§ **Written instruction 1**
In the listing, update the lines from its start through the line containing "left=0, top=24, right=103, bottom=67" by replacing "target" with "object" and keeping everything else the same. Give back only those lines, without the pictures.

§ **Given passage**

Typography has a complex relationship with emotion. Emotion from any typographic experience is a complex system of the person’s prior cultural context, their environment, formal design principles and psychology. Designers navigate this through visual communication.
There are no shortage of generalizations for how to use fonts. A common one is “san serifs for historical things and san serifs for technical uses”. Other stereotypes exist for typeface categories like the style of serifs and stroke contrast. Some examples of recognizable trends might be modern serifs for upscale fashion applications (circa 2010’s in the US) or wide Eurostyle related type for band albums and touring posters (circa late 2010’s in the US).
Additionally, the traditional classifications we use to refer to fonts themselves often don’t accurately encompass the range of fonts styles that can exist.
Naturally, both usage patterns and classifications are constantly in flux. Many designers choose to intentionally bend, subvert, and challenge typographic conventions.
While visual communication is widely beholden to culture, some universal communication patterns exist. Phenomenon like the Bouba/kiki effect show that the majority of people associate particular shapes with sounds.
Application of these patterns has been demonstrated in work like Philippa Mothersill’s Emotive Modeler which provides designers with a tool to create informed 3D forms communicating specific emotions.
With that in mind, I wanted to try and measure how two primary components of a graphic composition – type and image (1) – might interact with each other and affect a viewer’s emotions.
Because of the inherent non quantitative nature of emotion, it took a significant amount of trial, error and intuition to maximize what could be tested. Multiple approaches and feedback led to a more diverse spread of colors and emotions across the designs. At first, the typographic compositions had different text (reading things like “waiting”, “gift”, “loss”, etc.), but this added an additional variable that could prime people on emotion. I settled on the relatively neutral text string of “ABCD” (ABC may evoke ideas of early learning or the Latin alphabet).
To measure the effect of type and image, I aimed to design a set of three variations: type only, another with just the background image, and the original with both. This felt more manageable than trying to break down and isolate every visual property – things like color, scale, shape, etc. – individually.
The upper limit of the test was the number of total questions respondents could answer at one time. Because of this I settled for 6 different compositions, each with the 3 variations. The compositions were by no means “good” graphic design, but they served as way to start exploring the space.
In order to collect data on feelings, I built a custom survey interface based off the Circumplex emotional model. Respondents could drag the marker to the set of emotions that most closely matched what they were feeling at the time.
The survey consisted of 19 questions. The initial question asked what people’s current emotion was. The remaining 18 questions presented people with a randomized set of the 18 test images.

Stored data:
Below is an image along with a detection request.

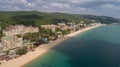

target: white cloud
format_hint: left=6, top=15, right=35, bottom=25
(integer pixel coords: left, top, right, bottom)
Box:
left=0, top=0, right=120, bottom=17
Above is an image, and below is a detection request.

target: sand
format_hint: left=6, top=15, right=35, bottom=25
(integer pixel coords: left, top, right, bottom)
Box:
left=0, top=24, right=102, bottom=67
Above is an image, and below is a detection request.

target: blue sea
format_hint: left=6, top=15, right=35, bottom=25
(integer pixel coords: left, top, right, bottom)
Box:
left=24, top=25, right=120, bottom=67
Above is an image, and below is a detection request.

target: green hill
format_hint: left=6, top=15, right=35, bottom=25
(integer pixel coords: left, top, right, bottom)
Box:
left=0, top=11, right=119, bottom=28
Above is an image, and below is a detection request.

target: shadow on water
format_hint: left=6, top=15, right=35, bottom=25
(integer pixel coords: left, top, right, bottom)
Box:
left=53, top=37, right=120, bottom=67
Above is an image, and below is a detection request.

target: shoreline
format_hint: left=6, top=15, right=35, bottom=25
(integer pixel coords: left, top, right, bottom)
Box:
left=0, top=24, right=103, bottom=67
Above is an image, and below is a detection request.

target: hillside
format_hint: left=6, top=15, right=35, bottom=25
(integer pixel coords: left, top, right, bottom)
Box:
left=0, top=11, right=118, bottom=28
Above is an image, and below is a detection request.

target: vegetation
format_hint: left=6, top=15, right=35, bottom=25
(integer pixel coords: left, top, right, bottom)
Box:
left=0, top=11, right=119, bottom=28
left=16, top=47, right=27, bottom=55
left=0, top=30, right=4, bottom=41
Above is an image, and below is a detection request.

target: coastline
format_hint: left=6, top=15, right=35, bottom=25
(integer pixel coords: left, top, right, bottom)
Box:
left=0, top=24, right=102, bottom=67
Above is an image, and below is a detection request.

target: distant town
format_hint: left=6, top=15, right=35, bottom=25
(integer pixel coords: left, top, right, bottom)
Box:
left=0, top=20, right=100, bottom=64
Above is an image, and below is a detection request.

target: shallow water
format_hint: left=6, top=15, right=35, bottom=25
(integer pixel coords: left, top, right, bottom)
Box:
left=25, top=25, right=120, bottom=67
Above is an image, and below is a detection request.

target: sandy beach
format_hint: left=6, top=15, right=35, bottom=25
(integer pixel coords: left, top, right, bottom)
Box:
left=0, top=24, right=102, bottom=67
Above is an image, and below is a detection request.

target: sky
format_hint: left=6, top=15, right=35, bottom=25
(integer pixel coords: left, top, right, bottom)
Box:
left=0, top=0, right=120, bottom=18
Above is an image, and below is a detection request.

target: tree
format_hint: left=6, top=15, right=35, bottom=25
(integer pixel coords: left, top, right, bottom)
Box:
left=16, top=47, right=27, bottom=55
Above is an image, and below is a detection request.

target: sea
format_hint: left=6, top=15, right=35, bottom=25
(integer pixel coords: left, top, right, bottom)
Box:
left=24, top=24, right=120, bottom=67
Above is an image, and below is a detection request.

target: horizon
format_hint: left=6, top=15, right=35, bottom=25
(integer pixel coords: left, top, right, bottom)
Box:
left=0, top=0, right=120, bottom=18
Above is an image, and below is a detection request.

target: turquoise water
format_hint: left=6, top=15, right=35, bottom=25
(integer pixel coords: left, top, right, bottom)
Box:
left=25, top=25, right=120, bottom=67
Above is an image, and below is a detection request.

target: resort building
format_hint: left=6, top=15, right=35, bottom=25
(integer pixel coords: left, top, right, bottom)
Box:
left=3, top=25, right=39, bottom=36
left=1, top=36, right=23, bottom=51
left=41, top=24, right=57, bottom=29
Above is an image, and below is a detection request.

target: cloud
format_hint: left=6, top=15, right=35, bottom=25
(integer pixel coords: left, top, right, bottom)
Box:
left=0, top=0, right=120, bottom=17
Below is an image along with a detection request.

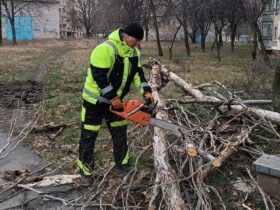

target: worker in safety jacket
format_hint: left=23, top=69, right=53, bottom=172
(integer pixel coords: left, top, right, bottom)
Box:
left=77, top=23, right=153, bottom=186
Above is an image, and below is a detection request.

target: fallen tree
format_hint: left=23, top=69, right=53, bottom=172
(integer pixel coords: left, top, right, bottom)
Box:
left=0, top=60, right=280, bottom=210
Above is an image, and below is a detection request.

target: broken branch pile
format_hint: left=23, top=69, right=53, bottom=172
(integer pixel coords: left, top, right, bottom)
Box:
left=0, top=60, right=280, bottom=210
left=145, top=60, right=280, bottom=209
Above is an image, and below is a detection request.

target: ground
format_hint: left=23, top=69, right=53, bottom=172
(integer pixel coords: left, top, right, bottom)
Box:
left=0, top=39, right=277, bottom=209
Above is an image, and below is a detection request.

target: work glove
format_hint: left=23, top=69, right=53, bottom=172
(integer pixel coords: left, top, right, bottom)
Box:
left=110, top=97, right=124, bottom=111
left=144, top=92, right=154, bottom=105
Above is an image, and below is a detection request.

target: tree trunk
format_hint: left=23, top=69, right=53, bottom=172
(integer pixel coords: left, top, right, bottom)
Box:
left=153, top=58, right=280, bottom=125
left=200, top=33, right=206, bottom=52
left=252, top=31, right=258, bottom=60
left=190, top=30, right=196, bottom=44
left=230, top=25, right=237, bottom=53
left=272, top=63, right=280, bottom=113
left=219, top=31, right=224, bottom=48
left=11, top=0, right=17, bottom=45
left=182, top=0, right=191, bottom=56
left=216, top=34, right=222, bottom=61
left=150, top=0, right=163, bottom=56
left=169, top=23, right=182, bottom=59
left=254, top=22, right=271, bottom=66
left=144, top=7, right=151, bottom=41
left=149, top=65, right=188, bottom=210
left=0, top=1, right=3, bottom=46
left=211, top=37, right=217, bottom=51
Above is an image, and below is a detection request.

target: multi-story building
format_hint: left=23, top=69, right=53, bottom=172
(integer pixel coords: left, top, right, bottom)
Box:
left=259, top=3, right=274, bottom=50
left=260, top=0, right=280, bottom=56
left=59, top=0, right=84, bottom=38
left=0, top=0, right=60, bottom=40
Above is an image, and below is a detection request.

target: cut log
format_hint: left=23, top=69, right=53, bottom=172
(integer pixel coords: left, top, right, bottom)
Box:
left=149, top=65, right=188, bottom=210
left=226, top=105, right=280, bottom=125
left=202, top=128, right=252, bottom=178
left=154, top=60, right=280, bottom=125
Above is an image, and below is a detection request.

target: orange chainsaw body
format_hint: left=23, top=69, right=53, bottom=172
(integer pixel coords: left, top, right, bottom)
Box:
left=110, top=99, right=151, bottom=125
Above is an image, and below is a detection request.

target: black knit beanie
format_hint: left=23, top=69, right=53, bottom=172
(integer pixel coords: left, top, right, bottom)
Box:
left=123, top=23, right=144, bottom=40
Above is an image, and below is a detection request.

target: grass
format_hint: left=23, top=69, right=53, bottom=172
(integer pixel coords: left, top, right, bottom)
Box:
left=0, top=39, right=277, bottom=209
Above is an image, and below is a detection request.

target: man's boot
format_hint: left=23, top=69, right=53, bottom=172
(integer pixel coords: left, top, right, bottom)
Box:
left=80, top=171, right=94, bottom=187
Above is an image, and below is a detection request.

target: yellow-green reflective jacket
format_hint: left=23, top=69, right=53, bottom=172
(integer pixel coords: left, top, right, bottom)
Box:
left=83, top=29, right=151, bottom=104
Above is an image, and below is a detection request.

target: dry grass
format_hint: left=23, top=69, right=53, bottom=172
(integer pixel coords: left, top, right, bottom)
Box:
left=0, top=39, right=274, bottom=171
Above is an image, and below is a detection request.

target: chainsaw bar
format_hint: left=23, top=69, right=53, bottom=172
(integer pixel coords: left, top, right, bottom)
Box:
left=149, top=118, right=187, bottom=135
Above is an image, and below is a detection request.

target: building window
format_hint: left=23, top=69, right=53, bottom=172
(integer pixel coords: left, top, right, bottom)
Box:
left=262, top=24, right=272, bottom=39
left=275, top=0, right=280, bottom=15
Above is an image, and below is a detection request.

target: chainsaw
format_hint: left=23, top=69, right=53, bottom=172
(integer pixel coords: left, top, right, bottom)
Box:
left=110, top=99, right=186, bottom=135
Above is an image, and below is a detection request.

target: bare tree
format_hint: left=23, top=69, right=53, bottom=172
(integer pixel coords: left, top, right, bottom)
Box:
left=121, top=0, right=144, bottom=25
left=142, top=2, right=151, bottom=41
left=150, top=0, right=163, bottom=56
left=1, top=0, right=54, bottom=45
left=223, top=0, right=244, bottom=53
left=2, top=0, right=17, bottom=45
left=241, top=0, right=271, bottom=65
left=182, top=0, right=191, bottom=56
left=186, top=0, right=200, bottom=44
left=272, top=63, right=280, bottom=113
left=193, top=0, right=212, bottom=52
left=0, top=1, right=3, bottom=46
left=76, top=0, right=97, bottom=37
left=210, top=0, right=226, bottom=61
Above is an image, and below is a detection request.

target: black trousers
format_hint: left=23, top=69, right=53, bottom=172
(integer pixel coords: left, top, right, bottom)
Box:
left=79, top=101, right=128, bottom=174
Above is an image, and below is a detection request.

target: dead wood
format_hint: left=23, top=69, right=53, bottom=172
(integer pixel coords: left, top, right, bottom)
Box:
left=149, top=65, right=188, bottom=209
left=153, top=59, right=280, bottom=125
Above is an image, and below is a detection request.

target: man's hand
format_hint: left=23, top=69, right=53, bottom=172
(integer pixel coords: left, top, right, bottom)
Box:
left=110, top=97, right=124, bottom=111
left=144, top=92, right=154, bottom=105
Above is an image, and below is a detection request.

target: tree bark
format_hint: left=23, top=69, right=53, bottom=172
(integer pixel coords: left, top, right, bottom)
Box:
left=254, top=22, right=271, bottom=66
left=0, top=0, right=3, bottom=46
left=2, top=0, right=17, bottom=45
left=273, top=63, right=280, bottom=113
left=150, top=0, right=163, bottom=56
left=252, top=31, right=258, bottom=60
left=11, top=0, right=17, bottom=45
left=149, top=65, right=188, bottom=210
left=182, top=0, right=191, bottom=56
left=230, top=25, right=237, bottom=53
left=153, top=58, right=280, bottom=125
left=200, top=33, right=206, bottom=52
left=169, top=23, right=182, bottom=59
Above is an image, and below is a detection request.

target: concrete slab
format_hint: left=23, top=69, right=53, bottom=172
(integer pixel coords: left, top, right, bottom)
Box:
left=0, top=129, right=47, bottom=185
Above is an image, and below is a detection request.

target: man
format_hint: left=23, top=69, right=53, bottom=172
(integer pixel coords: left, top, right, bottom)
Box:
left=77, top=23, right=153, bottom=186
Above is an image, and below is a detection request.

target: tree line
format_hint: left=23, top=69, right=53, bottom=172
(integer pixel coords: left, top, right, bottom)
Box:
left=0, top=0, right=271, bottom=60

§ **Written instruction 2**
In the article on typography and emotion, what text string did the author settle on for the typographic compositions?

§ **Written solution 1**
Below is an image along with a detection request.


object: white cloud
format_hint: left=6, top=15, right=35, bottom=25
(integer pixel coords: left, top, right, bottom)
Box:
left=0, top=0, right=120, bottom=17
Above is an image, and below is a detection request.

object: sand
format_hint: left=6, top=15, right=35, bottom=25
(integer pixel coords: left, top, right, bottom)
Box:
left=0, top=24, right=102, bottom=67
Above is an image, and below is a detection request.

object: blue sea
format_hint: left=6, top=15, right=35, bottom=25
(integer pixel coords: left, top, right, bottom)
Box:
left=24, top=25, right=120, bottom=67
Above is an image, and below is a detection request.

object: green hill
format_hint: left=6, top=15, right=35, bottom=25
(integer pixel coords: left, top, right, bottom)
Box:
left=0, top=11, right=119, bottom=28
Above is an image, and below is a detection request.

object: shadow on water
format_hint: left=6, top=15, right=35, bottom=25
(integer pixel coords: left, top, right, bottom)
Box:
left=53, top=37, right=120, bottom=67
Above is an image, and below is a detection request.

object: shoreline
format_hint: left=6, top=15, right=35, bottom=25
(integer pixel coords: left, top, right, bottom)
Box:
left=0, top=24, right=103, bottom=67

§ **Written solution 2**
The author settled on "ABCD."